From start to end, print the entire listing below exactly.

Extracted information:
******

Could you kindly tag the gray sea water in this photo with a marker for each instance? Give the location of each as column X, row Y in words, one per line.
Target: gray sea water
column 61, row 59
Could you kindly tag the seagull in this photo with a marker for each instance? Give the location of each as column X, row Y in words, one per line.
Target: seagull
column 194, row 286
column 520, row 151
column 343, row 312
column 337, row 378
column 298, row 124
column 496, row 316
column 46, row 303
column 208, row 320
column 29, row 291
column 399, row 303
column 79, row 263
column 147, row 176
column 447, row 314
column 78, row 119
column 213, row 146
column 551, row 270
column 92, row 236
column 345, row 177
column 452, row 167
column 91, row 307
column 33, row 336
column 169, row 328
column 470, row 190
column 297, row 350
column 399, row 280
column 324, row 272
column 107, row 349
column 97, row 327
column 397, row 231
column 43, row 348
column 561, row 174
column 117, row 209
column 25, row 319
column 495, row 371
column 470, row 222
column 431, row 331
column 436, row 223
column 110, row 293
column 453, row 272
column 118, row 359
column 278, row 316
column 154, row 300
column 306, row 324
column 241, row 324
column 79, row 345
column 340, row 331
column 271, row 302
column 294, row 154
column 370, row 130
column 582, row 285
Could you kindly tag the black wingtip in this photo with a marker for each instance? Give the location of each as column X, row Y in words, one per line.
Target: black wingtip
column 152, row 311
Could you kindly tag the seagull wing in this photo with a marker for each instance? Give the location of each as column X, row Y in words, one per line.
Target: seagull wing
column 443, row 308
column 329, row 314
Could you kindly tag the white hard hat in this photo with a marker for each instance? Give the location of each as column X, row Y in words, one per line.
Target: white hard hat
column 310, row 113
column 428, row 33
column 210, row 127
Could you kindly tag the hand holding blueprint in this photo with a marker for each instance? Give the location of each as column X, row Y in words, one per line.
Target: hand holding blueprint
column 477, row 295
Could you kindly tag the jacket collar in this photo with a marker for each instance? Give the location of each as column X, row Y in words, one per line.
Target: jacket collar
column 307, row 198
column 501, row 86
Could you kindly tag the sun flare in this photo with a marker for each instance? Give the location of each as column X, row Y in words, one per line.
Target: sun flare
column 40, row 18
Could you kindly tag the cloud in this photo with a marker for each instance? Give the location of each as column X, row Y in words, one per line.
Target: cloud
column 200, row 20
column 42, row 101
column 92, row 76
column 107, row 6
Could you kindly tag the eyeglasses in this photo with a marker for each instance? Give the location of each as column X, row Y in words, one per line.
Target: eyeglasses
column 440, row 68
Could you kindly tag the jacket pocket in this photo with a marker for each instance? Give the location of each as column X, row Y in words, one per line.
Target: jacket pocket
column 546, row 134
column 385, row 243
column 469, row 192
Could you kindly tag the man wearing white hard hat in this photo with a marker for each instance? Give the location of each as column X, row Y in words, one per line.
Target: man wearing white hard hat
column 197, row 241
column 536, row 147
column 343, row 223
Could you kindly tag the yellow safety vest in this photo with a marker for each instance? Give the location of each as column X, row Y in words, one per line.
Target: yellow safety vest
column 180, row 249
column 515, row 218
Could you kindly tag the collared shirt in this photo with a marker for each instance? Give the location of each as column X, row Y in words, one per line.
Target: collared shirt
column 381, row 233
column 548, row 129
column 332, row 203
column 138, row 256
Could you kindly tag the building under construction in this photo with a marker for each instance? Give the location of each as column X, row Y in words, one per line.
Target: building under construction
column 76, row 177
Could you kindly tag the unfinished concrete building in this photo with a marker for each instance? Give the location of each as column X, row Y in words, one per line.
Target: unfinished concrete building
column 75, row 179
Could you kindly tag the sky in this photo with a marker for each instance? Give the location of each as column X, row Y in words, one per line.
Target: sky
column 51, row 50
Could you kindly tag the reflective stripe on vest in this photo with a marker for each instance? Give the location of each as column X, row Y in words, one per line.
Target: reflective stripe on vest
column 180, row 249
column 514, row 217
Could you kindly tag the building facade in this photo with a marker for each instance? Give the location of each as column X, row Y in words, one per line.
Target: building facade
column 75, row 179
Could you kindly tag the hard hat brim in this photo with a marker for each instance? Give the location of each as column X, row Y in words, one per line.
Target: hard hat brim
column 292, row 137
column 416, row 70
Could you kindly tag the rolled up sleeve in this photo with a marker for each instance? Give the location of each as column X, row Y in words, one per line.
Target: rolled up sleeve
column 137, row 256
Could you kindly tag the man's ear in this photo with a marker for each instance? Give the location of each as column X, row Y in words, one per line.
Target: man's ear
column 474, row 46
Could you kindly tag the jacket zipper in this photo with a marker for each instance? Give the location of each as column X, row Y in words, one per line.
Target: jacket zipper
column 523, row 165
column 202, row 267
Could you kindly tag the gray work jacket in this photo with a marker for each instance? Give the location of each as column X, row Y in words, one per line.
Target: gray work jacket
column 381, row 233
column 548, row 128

******

Response below:
Could you kindly tag the gray sea water in this photo with a marker for each instance? Give the location of each as column X, row Y in words, one per line.
Target: gray sea water
column 61, row 59
Could you kindly tag the seagull in this photo with a marker for each instance? Give the location of each as column X, row Y in words, one per line.
Target: seagull
column 194, row 286
column 520, row 151
column 343, row 312
column 337, row 378
column 298, row 124
column 496, row 316
column 46, row 303
column 208, row 320
column 29, row 291
column 399, row 303
column 79, row 263
column 147, row 176
column 447, row 314
column 78, row 119
column 213, row 146
column 551, row 270
column 92, row 236
column 345, row 177
column 452, row 167
column 91, row 307
column 33, row 336
column 169, row 328
column 470, row 190
column 297, row 350
column 399, row 280
column 324, row 272
column 107, row 349
column 97, row 327
column 397, row 231
column 43, row 348
column 561, row 174
column 117, row 209
column 25, row 319
column 495, row 371
column 470, row 222
column 431, row 331
column 436, row 223
column 110, row 293
column 453, row 272
column 118, row 359
column 278, row 316
column 154, row 300
column 306, row 324
column 241, row 324
column 79, row 345
column 340, row 331
column 271, row 302
column 294, row 154
column 370, row 130
column 582, row 285
Could you kindly tag the black wingtip in this photo with a marker for each instance? Give the location of each as column X, row Y in words, one per line.
Target: black wingtip
column 152, row 311
Could you kindly tag the seagull wing in this photo with a marker for each instance? Give the location of each as column X, row Y in words, one per line.
Target: seagull wing
column 443, row 308
column 329, row 314
Could you kindly tag the white hard hat in this photo with a marker for each instance? Give the location of each as column X, row Y in words, one per line.
Target: white hard hat
column 310, row 113
column 428, row 33
column 210, row 127
Could you kindly tag the hand holding blueprint in this photo with a marker for each instance? Give the location of each as column X, row Y in words, one per line.
Target: hand holding blueprint
column 477, row 295
Could you kindly tag the jacket collar in this photo with a marker for each instance? Give the location of each as column X, row Y in words, one per line.
Target: jacket collar
column 307, row 198
column 501, row 86
Could you kindly tag the sun flare in this photo with a marker for each instance? Give the location of each as column X, row Y in words, one per line.
Target: sun flare
column 40, row 18
Could you kindly tag the cloud in this photo with a marker for each instance? Give the location of each as column X, row Y in words, one per line.
Target: cloud
column 200, row 20
column 42, row 101
column 92, row 76
column 107, row 6
Could you kindly tag the eyeglasses in this photo with a marker for each instance? Give the location of each as column X, row Y in words, one per line.
Target: eyeglasses
column 440, row 68
Could you kindly tag the jacket pocket in this photo with a marker for each instance? Give the location of each as column X, row Y in words, one per line.
Target: jacket pocket
column 546, row 134
column 385, row 243
column 469, row 192
Could you kindly tag the man wearing white hard hat in this photo with a marker for each instance? Give the location of each as column X, row Y in words, one per line.
Target: man wearing white hard hat
column 197, row 241
column 536, row 147
column 343, row 223
Could you kindly tag the yellow safety vest in this photo with a marker for each instance? Give the location of each as column X, row Y in words, one per line.
Target: yellow safety vest
column 180, row 249
column 515, row 218
Could you kindly tag the collared shirt in this photo with a marker for each instance? Give the location of each as column X, row Y in words, one per line.
Target: collared shirt
column 381, row 233
column 548, row 129
column 332, row 203
column 138, row 256
Could you kindly tag the building under construction in this photo with a marker for each instance? Give the location of each as column X, row Y in words, one per line.
Target: building under construction
column 76, row 177
Could you kindly tag the unfinished concrete building in this photo with a marker for each instance? Give the location of each as column X, row Y in words, one per line.
Target: unfinished concrete building
column 75, row 179
Could you kindly tag the sky in this photo with a marker for each instance? Give the location of each as column X, row Y in words, one per line.
Target: sky
column 51, row 50
Could you kindly tag the reflective stripe on vest in this photo with a marker for each instance? Give the location of each as column X, row Y in words, one per line.
Target: reflective stripe on vest
column 180, row 249
column 514, row 217
Could you kindly tag the building facade in this photo with a marker for each instance? Give the location of each as column X, row Y in words, one per line.
Target: building facade
column 75, row 179
Could you kindly tag the hard hat brim in this photo with a marker for each instance? Give the location of each as column X, row Y in words, one per line.
Target: hard hat brim
column 292, row 137
column 416, row 70
Could you kindly tag the rolled up sleeve in this photo with a marker for each instance? Give the location of each as column X, row Y in words, one per line.
Target: rolled up sleeve
column 137, row 256
Could you kindly tag the man's ear in this photo with a marker for each instance? Give the location of each as column X, row Y in words, one per line.
Target: man's ear
column 474, row 46
Could you kindly tag the jacket zipper in this photo with a marker for each instance? Give the location of each as column X, row Y in words, one per line.
Target: jacket zipper
column 523, row 165
column 202, row 267
Could you kindly tag the gray work jacket in this photo with a marker for each instance? Give the location of each as column X, row Y in words, one per line.
Target: gray work jacket
column 381, row 233
column 548, row 128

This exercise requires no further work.